╭──

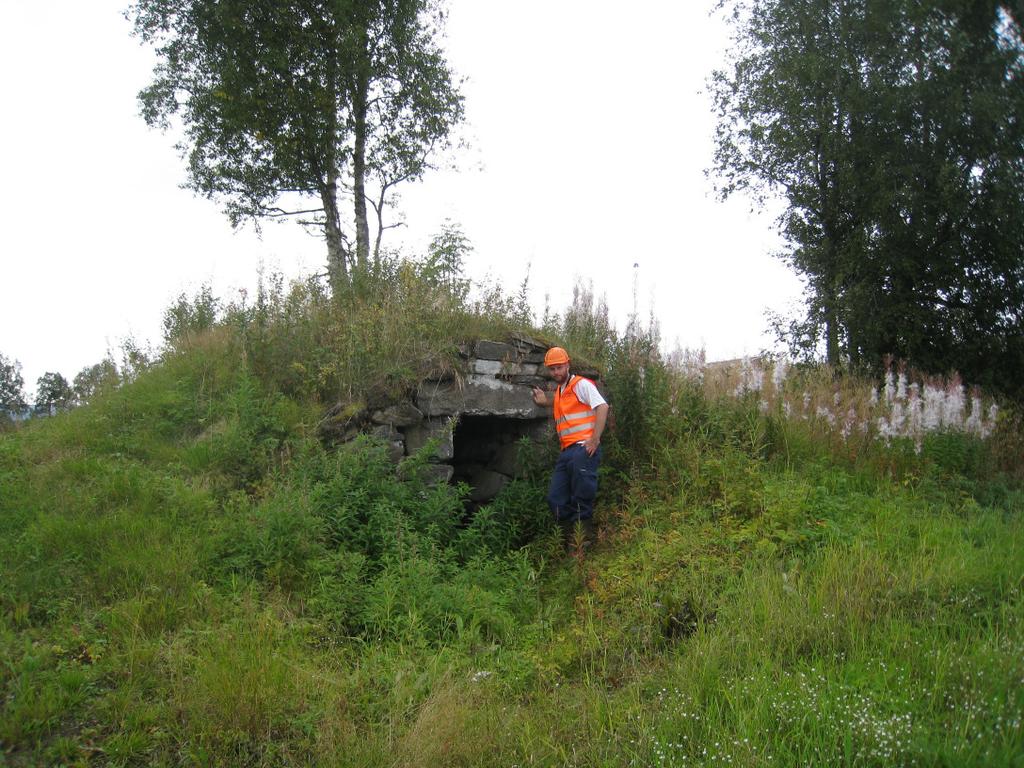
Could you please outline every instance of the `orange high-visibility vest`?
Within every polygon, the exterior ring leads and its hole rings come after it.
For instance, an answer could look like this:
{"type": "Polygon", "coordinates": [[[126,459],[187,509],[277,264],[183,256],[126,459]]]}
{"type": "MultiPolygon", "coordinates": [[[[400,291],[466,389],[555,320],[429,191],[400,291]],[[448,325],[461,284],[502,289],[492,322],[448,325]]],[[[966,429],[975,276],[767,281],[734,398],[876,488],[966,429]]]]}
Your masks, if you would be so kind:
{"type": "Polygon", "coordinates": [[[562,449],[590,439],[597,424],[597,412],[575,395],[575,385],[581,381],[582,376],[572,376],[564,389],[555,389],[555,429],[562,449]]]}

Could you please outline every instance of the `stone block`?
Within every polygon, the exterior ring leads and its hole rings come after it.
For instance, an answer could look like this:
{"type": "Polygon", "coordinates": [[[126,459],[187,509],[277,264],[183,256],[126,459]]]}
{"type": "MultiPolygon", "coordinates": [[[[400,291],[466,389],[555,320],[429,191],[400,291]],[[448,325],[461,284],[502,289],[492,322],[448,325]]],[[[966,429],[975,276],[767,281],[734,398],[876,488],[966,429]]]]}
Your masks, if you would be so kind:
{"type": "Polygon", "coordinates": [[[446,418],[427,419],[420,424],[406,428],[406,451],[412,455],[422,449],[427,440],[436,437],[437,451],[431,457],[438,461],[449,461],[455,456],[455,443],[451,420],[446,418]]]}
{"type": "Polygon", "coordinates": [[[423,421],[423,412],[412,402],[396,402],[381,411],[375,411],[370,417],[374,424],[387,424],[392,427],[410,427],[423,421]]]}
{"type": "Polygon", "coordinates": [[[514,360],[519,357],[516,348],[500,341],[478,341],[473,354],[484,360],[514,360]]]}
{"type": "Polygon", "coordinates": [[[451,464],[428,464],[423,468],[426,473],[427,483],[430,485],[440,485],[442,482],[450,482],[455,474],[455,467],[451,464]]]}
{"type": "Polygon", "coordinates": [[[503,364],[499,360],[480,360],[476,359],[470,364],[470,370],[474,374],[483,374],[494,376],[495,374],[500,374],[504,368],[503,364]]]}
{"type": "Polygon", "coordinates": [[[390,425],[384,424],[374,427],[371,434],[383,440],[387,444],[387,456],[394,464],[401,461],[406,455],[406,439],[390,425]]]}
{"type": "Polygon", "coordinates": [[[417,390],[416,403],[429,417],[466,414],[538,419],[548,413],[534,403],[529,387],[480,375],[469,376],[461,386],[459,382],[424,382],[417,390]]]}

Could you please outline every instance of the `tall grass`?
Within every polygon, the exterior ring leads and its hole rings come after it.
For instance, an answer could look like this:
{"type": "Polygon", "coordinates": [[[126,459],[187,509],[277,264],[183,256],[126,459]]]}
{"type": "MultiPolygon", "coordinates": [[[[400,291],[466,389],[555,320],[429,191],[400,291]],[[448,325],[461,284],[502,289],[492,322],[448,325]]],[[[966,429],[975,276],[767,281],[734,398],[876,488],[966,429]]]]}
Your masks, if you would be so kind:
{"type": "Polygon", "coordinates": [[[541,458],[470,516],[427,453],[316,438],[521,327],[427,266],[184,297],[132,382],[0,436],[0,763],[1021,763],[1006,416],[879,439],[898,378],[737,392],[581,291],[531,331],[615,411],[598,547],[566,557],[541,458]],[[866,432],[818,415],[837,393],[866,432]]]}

╰──
╭──

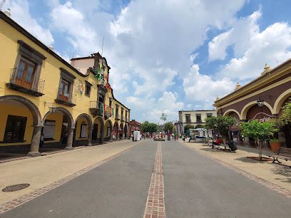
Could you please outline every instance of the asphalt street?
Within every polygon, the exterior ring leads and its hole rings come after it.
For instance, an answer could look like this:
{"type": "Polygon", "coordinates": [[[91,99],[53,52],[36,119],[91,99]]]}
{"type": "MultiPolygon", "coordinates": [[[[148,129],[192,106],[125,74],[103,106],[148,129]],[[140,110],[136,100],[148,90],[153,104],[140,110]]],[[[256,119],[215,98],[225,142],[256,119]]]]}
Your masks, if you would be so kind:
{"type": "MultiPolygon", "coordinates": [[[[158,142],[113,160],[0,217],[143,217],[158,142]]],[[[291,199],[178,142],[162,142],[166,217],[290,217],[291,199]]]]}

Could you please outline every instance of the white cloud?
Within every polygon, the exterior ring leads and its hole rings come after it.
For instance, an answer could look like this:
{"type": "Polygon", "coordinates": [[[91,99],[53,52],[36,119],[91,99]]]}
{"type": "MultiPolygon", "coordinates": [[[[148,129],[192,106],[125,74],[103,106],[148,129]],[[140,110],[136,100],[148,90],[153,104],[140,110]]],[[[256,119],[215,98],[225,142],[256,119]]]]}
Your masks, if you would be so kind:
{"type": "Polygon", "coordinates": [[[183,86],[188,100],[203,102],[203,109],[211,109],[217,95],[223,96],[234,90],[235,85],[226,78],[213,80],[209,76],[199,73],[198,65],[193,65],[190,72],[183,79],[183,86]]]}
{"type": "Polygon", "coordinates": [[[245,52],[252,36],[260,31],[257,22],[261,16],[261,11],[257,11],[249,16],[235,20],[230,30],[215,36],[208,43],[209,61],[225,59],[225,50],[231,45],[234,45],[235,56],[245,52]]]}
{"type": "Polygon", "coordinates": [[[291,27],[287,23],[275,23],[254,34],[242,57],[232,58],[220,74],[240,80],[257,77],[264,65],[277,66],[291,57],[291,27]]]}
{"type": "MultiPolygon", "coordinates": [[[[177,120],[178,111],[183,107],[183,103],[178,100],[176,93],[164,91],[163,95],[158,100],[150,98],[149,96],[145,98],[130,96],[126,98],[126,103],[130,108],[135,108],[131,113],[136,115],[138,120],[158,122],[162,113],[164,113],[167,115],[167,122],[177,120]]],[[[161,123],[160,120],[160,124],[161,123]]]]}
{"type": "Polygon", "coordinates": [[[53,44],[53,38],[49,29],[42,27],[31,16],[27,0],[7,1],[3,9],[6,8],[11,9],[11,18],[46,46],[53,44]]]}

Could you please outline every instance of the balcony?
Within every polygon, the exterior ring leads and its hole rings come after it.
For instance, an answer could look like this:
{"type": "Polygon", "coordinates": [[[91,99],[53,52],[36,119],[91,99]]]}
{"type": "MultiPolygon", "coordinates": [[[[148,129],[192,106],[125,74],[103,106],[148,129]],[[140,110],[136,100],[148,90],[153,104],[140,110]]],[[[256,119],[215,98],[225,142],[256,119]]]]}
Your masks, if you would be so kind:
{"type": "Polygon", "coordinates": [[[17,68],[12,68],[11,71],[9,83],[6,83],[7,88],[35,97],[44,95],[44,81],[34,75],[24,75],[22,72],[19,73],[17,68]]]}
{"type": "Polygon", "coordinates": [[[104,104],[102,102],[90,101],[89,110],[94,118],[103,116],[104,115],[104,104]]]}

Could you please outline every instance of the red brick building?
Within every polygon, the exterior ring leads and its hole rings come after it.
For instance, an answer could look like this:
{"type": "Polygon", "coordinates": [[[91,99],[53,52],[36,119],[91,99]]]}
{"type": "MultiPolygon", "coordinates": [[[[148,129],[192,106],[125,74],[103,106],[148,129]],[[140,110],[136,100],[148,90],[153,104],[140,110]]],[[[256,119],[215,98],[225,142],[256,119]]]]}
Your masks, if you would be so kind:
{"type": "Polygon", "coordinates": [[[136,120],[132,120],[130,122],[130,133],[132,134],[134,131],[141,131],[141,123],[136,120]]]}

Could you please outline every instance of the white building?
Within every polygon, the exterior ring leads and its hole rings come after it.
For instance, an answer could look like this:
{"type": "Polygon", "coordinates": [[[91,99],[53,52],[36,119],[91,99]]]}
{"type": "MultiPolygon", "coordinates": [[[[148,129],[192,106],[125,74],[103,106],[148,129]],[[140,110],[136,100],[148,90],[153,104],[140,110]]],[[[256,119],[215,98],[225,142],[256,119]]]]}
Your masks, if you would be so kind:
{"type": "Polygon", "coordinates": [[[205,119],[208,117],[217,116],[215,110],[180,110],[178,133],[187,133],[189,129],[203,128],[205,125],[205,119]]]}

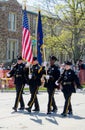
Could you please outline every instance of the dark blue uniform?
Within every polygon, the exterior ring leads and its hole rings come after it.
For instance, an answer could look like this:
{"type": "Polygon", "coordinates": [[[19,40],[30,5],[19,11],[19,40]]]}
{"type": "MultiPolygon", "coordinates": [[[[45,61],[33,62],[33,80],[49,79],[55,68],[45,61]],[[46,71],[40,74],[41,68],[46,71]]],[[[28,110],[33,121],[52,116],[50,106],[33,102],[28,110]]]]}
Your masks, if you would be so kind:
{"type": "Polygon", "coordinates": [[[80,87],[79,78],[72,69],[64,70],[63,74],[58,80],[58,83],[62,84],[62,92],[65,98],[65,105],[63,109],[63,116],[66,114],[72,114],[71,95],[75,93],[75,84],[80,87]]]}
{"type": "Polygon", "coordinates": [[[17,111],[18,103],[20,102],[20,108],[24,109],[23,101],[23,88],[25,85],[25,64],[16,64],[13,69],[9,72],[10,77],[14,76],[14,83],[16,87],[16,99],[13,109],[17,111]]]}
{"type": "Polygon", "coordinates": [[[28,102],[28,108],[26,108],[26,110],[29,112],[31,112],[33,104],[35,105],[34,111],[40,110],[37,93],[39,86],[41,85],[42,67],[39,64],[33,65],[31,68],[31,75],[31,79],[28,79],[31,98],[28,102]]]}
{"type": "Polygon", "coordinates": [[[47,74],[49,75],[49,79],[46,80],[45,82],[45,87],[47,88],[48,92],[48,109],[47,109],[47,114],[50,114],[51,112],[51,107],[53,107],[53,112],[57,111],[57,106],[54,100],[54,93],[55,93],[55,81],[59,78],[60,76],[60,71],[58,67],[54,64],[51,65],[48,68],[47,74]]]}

╰──
╭──

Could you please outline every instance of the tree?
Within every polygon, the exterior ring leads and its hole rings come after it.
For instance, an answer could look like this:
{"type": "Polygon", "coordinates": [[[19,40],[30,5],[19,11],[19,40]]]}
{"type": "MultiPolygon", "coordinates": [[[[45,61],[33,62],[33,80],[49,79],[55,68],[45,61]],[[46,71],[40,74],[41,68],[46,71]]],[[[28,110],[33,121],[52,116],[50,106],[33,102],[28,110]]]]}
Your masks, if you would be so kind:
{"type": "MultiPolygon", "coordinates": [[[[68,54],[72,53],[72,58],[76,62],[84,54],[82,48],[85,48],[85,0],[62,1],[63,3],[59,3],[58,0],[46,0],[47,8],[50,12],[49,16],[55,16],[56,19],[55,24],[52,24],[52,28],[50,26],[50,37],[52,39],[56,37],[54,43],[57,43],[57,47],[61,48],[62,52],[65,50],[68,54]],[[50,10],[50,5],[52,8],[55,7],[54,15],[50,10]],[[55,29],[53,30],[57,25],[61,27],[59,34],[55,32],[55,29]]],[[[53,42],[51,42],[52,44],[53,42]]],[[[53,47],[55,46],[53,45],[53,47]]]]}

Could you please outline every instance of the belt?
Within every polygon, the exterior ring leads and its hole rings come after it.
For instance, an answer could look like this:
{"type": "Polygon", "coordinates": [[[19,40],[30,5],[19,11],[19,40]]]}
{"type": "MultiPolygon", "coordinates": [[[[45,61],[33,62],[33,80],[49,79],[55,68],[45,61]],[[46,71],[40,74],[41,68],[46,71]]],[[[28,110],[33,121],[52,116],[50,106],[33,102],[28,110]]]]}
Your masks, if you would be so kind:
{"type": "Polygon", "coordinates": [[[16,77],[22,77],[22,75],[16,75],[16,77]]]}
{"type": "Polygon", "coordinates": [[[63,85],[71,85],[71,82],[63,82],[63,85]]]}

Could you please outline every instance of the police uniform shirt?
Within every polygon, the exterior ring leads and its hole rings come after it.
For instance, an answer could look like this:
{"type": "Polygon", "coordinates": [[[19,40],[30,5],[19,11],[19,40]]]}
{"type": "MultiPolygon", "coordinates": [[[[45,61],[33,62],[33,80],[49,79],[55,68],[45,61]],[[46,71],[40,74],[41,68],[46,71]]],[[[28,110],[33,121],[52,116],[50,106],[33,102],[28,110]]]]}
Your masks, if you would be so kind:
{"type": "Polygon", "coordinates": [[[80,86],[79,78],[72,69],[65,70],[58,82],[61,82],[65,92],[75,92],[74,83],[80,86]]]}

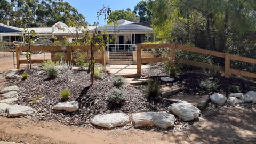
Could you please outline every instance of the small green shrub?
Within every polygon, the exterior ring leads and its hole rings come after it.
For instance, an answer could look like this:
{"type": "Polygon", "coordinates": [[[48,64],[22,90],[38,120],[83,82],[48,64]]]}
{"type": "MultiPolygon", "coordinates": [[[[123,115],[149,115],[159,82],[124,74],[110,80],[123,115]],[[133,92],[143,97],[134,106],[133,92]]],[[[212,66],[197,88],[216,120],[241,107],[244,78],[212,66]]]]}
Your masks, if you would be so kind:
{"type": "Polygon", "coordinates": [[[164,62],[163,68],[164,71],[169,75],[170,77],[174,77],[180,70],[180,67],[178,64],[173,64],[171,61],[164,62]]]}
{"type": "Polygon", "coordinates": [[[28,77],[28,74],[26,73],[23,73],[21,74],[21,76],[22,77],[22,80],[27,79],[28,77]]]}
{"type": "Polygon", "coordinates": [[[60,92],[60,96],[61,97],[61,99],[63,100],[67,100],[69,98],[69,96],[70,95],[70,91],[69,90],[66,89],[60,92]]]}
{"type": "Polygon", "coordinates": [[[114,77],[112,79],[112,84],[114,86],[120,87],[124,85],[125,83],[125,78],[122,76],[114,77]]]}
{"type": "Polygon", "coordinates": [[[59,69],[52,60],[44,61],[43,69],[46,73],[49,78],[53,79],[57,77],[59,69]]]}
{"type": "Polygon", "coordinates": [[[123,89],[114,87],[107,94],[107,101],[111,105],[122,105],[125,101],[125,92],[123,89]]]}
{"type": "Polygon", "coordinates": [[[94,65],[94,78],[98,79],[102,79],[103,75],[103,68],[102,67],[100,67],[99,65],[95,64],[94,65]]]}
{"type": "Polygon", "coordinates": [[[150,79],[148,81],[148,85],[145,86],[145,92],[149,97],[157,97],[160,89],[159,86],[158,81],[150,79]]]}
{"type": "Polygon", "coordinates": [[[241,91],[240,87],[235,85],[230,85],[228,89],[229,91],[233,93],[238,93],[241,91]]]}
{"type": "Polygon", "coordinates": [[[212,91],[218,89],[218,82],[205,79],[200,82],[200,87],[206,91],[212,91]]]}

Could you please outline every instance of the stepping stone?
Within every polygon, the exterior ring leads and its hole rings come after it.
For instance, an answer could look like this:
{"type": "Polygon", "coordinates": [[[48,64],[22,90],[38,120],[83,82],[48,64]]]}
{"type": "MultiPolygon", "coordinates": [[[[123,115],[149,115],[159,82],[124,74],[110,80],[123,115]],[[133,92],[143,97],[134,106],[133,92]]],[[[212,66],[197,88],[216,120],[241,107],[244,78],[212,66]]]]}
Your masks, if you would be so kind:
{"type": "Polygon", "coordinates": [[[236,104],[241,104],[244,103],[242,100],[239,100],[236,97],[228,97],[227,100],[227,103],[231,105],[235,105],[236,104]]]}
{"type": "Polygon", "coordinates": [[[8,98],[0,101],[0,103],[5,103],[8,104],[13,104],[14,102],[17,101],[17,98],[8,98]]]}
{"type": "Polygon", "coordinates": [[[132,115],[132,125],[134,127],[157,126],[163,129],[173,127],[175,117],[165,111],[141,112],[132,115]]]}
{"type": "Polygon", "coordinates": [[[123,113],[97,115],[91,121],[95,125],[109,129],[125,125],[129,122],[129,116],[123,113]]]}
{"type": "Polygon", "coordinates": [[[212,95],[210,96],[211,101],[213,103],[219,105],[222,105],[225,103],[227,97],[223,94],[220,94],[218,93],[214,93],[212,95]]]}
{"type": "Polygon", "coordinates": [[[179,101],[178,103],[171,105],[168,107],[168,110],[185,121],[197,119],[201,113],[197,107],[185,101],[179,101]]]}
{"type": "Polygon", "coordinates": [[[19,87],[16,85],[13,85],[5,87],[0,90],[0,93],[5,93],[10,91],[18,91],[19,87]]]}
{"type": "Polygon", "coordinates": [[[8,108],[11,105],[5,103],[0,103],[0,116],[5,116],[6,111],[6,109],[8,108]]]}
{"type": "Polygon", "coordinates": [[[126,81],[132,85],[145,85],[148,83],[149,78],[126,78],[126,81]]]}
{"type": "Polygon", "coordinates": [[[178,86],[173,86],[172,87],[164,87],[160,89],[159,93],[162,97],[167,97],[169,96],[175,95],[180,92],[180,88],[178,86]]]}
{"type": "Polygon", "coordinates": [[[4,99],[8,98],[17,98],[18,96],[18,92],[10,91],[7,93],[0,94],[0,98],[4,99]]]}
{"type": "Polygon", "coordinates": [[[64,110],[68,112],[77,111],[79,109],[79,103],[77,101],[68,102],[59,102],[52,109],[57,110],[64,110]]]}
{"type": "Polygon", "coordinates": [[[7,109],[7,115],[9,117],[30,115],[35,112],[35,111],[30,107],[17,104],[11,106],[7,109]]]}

╰──

*REQUEST:*
State how many lines in the records above contain the word "building", treating uppercase and lowercase as distinct, and give only that number.

*REPLY TO THE TASK:*
2